TEXT —
===

HOW YOUR KIDS CAN HELP... Are you ever too busy working to give your puppy/dog the attention they need? If you have kids, your problem is solved. Here is a list of things you can tell your kids to do to help.

PLAYING* Playing is an easy way to entertain your kids and your puppies. Either if it is a beautiful day outside, or a rainy day. Grab some toys, and go play! As my grandma says, "Go out and blow the stink off!"

FEEDING* At some point your puppy is going to be hungry. Teach your kids how much to feed the puppy and the feeding schedule. If your puppy does not like puppy food, I recommend to put in puppy mousse (It is a thing). Puppy mousse helps with the flavor of the puppy food so it does not taste plain to your puppy.

CLEANING* Puppies get dirty, but also get your house dirty (sometimes, at least). This is normal. Your kid can help by first, cleaning up the pee and poop. If your kid refuses, tell them to get a grip, some gloves, a Pooper Scooper, paper towels, and miracle spray! Then tell them to clean it up, no biggie! After that is done, it is time to clean the puppy. Ask your kid to bathe the puppy using shampoo. Rinse with water, then, dry off. When your kid has done that, they need to comb out it’s fur using a rake comb made for dogs. Kids can also help by vacuuming up the furballs that collect around the house sometimes!

TAKING OUT* Even dogs need a refreshing walk outside. If it is a beautiful spring day and you spot your kid playing video games, here is an idea of what to ask them to do to help. Take out the puppy. Give your kid a leash to walk the puppy. Have your kid let the puppy do its business, then play and run around. Both the puppy and the kids will benefit from getting some fresh air!

LOVE AND RESPECT* That is the list of things your kids can do to help take care of your puppy. I hope this will help you, your puppy, and even your kid! But, the most important thing of all is to make sure your kid takes care of the puppy with love and respect or else, the puppy will grow up to be a mean dog, and no one wants that!

===

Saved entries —
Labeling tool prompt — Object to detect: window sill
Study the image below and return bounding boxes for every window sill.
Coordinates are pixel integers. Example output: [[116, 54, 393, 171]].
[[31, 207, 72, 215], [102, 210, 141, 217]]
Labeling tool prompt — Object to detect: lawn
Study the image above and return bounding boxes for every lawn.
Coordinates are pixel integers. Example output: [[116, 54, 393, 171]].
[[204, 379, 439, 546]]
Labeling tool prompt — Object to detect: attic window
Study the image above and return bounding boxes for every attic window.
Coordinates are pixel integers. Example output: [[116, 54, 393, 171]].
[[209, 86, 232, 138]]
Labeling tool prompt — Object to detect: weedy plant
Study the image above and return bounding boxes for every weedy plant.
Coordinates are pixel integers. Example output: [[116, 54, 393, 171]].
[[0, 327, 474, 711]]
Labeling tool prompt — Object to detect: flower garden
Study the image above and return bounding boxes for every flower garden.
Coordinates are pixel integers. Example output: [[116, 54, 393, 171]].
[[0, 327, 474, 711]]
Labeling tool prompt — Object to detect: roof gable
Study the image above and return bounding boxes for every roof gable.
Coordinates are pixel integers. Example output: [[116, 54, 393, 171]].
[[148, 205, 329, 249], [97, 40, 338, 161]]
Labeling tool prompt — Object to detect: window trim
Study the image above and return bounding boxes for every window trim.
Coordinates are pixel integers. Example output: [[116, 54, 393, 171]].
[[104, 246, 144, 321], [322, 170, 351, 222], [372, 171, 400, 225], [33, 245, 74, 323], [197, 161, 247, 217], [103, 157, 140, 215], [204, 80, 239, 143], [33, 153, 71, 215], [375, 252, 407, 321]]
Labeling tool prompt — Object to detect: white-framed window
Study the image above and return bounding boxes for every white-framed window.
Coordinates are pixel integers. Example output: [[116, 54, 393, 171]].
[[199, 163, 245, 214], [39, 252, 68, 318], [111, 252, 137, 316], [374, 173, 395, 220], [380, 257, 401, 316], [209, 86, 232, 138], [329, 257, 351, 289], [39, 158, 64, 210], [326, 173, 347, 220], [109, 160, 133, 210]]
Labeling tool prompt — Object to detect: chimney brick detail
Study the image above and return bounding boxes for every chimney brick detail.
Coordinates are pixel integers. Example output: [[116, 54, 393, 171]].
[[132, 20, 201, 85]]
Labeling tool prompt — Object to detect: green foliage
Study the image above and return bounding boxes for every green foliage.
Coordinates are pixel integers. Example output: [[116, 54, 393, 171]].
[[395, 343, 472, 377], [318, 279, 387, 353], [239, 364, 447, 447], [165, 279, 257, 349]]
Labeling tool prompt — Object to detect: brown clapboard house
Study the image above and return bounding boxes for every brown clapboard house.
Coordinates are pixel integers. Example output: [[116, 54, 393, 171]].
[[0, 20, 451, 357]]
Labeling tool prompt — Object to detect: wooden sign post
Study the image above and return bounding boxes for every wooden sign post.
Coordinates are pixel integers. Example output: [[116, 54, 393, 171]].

===

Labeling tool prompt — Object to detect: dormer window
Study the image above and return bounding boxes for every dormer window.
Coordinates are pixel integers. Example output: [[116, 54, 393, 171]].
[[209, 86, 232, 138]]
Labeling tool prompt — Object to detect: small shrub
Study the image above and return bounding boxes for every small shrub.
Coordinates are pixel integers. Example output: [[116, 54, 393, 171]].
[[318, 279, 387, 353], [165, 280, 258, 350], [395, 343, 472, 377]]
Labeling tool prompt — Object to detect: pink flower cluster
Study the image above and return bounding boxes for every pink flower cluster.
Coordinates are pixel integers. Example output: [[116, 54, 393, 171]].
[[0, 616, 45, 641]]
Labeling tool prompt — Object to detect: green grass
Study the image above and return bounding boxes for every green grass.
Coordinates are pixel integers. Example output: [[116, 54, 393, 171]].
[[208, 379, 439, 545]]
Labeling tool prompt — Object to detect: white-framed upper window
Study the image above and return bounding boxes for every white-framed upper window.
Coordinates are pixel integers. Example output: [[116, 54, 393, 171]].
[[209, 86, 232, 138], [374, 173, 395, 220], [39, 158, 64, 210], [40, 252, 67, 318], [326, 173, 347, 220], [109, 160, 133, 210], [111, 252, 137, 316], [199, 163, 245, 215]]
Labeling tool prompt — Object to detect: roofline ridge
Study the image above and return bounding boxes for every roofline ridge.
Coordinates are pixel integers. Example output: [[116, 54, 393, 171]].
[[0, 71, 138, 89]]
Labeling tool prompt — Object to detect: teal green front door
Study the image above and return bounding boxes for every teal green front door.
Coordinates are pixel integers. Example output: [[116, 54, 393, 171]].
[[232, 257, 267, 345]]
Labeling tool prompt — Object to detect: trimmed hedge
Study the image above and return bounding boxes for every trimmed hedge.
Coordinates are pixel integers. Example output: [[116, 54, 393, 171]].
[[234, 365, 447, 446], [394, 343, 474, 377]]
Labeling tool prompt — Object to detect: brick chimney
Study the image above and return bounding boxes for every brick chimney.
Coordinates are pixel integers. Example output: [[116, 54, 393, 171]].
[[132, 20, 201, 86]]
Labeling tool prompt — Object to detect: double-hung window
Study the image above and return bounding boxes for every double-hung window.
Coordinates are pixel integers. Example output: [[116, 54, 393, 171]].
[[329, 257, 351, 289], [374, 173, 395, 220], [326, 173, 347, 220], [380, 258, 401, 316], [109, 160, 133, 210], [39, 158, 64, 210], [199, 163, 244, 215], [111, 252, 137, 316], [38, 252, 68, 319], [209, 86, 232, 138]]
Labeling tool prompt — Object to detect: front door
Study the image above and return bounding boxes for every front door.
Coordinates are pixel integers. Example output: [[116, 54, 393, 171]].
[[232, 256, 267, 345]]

===

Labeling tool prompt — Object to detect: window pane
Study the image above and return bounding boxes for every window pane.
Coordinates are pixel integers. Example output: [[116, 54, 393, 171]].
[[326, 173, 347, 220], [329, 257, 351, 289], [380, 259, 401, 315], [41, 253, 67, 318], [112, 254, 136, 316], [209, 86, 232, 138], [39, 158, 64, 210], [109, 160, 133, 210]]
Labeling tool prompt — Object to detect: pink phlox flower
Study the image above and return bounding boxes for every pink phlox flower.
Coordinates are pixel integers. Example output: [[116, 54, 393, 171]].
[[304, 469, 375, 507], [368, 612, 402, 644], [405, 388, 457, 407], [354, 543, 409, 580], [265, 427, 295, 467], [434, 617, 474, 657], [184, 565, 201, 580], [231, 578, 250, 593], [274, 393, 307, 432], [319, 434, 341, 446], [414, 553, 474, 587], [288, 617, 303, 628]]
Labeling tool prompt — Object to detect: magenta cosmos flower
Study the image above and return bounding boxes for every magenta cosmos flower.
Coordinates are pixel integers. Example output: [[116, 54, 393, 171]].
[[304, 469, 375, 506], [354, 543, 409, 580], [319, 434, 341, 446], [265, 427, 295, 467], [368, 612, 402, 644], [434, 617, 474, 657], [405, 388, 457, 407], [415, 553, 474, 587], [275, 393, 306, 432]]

===

TASKS —
1. Which section headings marked with an asterisk appear in the text on how kids can help care for a puppy? List them all, without the asterisks.
2. Can you print the part of the text on how kids can help care for a puppy that runs between "HOW YOUR KIDS" and "kids to do to help.", inclusive?

TASK RESPONSES —
1.
PLAYING
FEEDING
CLEANING
TAKING OUT
LOVE AND RESPECT

2.
HOW YOUR KIDS CAN HELP... Are you ever too busy working to give your puppy/dog the attention they need? If you have kids, your problem is solved. Here is a list of things you can tell your kids to do to help.